- _Job_: Please return every line of the material below word for word, with nothing changed.

* Begin *

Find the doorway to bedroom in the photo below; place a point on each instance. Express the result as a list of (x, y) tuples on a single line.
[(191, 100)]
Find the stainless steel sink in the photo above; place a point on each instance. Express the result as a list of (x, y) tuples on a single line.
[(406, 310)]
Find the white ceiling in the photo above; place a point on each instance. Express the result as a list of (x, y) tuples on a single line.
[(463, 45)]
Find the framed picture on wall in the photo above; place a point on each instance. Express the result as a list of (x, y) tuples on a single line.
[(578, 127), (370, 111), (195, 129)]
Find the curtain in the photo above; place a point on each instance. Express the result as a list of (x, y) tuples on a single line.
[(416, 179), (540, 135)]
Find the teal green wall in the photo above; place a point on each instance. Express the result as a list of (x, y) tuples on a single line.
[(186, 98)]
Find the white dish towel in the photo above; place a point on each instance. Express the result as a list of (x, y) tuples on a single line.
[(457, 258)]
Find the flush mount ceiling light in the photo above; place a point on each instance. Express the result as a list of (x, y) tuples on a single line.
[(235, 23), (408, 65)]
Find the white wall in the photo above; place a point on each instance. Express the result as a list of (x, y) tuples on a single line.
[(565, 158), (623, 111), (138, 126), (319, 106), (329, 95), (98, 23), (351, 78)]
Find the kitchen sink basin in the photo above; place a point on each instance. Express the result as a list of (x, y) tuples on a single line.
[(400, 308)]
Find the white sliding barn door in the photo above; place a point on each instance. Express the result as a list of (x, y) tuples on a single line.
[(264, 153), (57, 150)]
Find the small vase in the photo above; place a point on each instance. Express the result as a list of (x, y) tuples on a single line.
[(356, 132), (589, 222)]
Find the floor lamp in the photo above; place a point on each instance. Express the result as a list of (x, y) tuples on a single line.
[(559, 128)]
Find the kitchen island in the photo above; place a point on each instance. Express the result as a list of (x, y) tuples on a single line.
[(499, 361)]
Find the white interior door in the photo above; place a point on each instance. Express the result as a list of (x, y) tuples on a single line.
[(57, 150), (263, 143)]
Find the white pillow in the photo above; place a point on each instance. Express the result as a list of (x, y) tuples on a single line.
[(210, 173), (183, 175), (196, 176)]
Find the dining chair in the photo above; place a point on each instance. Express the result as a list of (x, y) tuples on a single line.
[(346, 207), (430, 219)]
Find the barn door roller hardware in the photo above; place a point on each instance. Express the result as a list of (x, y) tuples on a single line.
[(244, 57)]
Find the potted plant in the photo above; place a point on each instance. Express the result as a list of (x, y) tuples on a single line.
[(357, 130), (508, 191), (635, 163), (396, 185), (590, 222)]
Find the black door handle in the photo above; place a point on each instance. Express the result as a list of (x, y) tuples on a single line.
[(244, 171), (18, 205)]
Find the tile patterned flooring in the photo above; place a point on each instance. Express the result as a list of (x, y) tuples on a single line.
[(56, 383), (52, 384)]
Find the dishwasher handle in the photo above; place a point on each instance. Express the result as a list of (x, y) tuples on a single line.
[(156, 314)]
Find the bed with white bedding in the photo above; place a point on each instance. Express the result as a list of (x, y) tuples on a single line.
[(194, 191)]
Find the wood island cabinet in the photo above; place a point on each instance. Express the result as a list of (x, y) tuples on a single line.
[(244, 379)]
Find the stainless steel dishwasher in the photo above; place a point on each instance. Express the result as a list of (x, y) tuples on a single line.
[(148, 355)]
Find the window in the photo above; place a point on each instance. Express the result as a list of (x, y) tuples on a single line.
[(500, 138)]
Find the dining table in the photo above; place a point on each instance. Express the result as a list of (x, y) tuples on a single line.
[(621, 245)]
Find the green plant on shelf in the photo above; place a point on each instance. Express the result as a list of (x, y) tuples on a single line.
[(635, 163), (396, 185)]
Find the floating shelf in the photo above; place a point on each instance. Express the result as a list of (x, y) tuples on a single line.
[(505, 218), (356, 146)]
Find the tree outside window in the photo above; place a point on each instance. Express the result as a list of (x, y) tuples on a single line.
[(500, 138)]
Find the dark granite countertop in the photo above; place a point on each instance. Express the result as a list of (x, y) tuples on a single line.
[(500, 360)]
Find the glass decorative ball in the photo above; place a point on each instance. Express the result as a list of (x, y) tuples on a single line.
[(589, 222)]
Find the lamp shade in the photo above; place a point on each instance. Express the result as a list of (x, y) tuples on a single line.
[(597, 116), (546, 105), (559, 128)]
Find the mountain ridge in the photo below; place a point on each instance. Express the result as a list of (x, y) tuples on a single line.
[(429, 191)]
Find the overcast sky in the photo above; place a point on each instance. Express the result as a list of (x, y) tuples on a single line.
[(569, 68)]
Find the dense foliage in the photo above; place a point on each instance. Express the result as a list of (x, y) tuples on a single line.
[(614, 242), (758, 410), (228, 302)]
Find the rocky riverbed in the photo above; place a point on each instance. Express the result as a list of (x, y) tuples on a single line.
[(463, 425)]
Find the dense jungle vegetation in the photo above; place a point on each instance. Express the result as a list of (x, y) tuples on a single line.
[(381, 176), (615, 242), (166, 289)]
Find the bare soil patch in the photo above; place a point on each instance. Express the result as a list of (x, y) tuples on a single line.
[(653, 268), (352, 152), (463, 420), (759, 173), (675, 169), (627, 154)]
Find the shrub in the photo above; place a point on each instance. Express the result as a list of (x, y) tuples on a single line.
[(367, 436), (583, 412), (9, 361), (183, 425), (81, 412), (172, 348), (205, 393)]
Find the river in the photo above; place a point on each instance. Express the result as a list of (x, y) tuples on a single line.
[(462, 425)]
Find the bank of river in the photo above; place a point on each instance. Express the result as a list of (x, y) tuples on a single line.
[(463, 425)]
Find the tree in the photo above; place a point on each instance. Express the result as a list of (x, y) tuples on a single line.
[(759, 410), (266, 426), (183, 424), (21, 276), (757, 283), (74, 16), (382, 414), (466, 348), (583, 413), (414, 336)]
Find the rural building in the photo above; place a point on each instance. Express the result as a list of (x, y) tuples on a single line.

* End *

- _Exercise response_:
Find the doorway to bedroom in the photo below; place a point on each instance. Express the result as a list of (x, y) tuples on a single line.
[(191, 100)]
Find the stainless steel sink in the photo above; place a point on each instance. Express the result as a list of (x, y) tuples on a single line.
[(406, 310)]
Find the white ceiling in the photo above; place a point on each instance. Express the result as a list of (x, y) tuples on a single line.
[(463, 45)]
Find the framed picture on wall in the photo above; place a point on each instance. Express the result as a list of (x, y) tuples on a single line.
[(578, 127), (370, 111), (195, 129)]
Find the curtain in the photo above; place a point on each instance. Express the result as a list of (x, y) tuples on a single line.
[(416, 179), (540, 135)]
Find the teal green wall in the photo above; place a point on each instance. Express the result as a list of (x, y) tuples on a single line.
[(186, 98)]
Find the white dish towel in the photo above; place a point on each instance. Express the result as a list of (x, y) tuples on a single line.
[(457, 258)]
Find the flush mount ceiling light in the photo above; place a point on each instance. Express the result as a list of (x, y) tuples on a single line.
[(235, 23), (408, 65)]
Find the white wall in the photo above; place a point on each instance. Express the result as a list of (x, y) tuples on a single line.
[(565, 158), (623, 111), (138, 126), (319, 106), (329, 95), (98, 23), (351, 78)]
Find the kitchen sink basin in the photo above; place a point on each instance. Express the result as a list of (x, y) tuples on a single line.
[(400, 308)]
Find the white sliding barn door in the photo above; place a point on each instance. Express the result as a list of (x, y) tuples on a single line.
[(264, 153), (57, 150)]
Find the small vase in the photo above; place a point on each instance. Express the result as a list of (x, y) tuples on a single line.
[(356, 132), (589, 222)]
Find the floor lamp in the photo above; place a point on each instance. Express the result as a list of (x, y) tuples on a single line.
[(559, 128)]
Find the kitchen island in the photo above; place a point on each instance. Express the result as a list of (x, y) tuples on a single line.
[(499, 361)]
Find the white interior door in the photo above; place a point on each instance. Express the result as a list of (x, y) tuples on a single line.
[(57, 150), (263, 143)]
Find the white pillow in the photo above; place a point on each instance. Express the result as a list of (x, y) tuples on a single line.
[(210, 173), (183, 175), (196, 176)]
Find the dining chair in the photo above; place a point on each instance. Express the result as a list of (x, y) tuples on a single line.
[(346, 207), (430, 219)]
Find the barn door roller hardware in the photo above; place a point on each instance. Express the result as a list of (x, y) tuples on a single line.
[(244, 57)]
Find the potted plant in the photo above; place a point on each instance. Express the result as a list of (x, y) tuples on a single line.
[(357, 130), (508, 191), (635, 163), (396, 185), (590, 222)]
Find the black door handle in the photo above; place a point on each instance. Express the result as a list of (x, y) tuples on a single line.
[(244, 171), (18, 205)]
Find the tile patterned flooring in the photo above; place a point on each instance. Express the result as a list of (x, y) tuples on a single line.
[(56, 383), (52, 384)]
Find the dishwasher handle in the photo above; place a point on each instance. Express the result as a list of (x, y) tuples on a single line.
[(156, 314)]
Find the bed with white bedding in the photo above; place a point on each instance. Express the result as a list of (x, y) tuples on a single line.
[(194, 191)]
Find the wood island cabinet in the photo above; place a point on each instance. Express the result as a list of (x, y) tuples on a single line.
[(244, 379)]
Find the stainless steel dishwasher in the photo above; place a point on each instance. Express the result as a list of (x, y) tuples on a single line.
[(148, 355)]
Find the window in the photo above; place a point on each instance. Express the result as a list of (x, y) tuples on a single line.
[(500, 138)]
Find the dining table in the photo above; place a point on each instance. Express the result as a list of (x, y) tuples on a single line.
[(621, 245)]
Find the green plant on shelf in the photo above; place a point on each instance. Express the result as a list of (x, y) tuples on a single line.
[(635, 163), (396, 185)]
Find the floating shelf in the photo above; place a point on each instance. Express the result as a list of (x, y) tuples on a single line.
[(505, 218), (356, 146)]
Find the tree outside window in the photo above; place a point on each instance. Express the result as a list of (x, y) tuples on a single line.
[(500, 138)]
Find the dark granite countertop in the photo above; place a point on each instance. Express the result as a list of (x, y) tuples on a single line.
[(500, 360)]
Find the glass decorative ball in the photo above; place a point on each instance. Express the result as a list of (x, y) tuples on a single line.
[(589, 222)]
Find the lamp shade in the photo above; place a point on each instance. Express the result as a list of (x, y) tuples on a single line.
[(597, 116), (546, 105), (559, 128)]
Find the mountain ridge in the photo below; place a point on each instance. Express the result as a list of (x, y) tuples on a single line.
[(429, 191)]
Find the overcast sky in the photo above; place a point on each instance. Express the result as a list of (x, y) tuples on a single line.
[(569, 68)]
Find the dense foliage in the photo above; place a point on each instance. Express the result as a list of (x, y) tuples on a single line.
[(614, 242), (758, 410), (228, 302)]
Find the rocky riverbed in the photo above; place a point on each instance. Express the result as a list of (x, y) tuples on a single line.
[(463, 425)]
Find the dense jungle vegetation in the photo above; place a point on each instance. Express the result as a list of (x, y) tuples on a single line.
[(381, 176), (615, 242), (166, 289)]
Find the bare soil patch in the photo above; place a point on each instance. Express the result as a list of (x, y) tuples on a single line.
[(653, 268), (352, 152), (463, 420), (759, 173), (675, 169), (627, 154)]
Find the shrub in the photo above; place a point on each instance. Express the result as a list of (x, y) tuples on a single line.
[(367, 436), (583, 412), (9, 361), (183, 425), (81, 412), (172, 348), (205, 393)]
Find the river in the photo above; place a point on each instance. Express the result as a list of (x, y) tuples on a single line.
[(462, 425)]
Find the bank of river in the photo above; place a point on each instance. Express the result as a list of (x, y) tuples on a single line.
[(463, 425)]
Find the tree in the photo above; place a point on each instance. Express the result as a list of (x, y) tuples on a single line.
[(759, 410), (266, 426), (183, 424), (21, 276), (757, 283), (74, 16), (382, 414), (466, 348), (583, 413), (414, 336)]
Find the rural building in the photo above; place a point on each instance. Express the result as a list of (x, y) tuples on a single line.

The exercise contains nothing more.